[Items listed in a dataset]
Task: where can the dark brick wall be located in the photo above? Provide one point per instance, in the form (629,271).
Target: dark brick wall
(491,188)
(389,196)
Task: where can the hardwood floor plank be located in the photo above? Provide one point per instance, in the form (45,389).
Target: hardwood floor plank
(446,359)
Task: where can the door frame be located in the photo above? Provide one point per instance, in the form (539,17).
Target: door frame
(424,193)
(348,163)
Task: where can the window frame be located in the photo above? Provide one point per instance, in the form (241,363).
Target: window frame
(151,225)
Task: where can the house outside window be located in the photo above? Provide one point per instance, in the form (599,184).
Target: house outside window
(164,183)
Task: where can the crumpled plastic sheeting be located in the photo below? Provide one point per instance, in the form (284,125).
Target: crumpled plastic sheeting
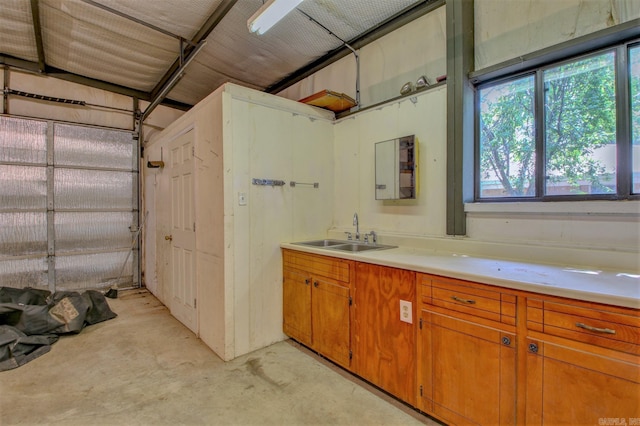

▶ _ACTIVITY_
Scan the entries for lines holding the string "form", then copy every one of them.

▶ _WRITTEN ANSWER_
Task: where can the dark brick wall be located in the photo above? Provide one point per instance, in the form (629,271).
Task: where can the hardwood floor plank be located in the photo above? Provide one point per instance, in the form (45,389).
Task: where can the door frame be located in the photo above? Provide one point per instance, in the form (539,17).
Task: where can the window frame be located in the photo above? Provide one point per instance, in the form (241,363).
Task: where can the house outside window be located in the photo above? Provide one point per instance, in the form (599,184).
Task: where can the crumpled plastic sheeting be located in the photo below? Provide one point per instance, in the form (284,125).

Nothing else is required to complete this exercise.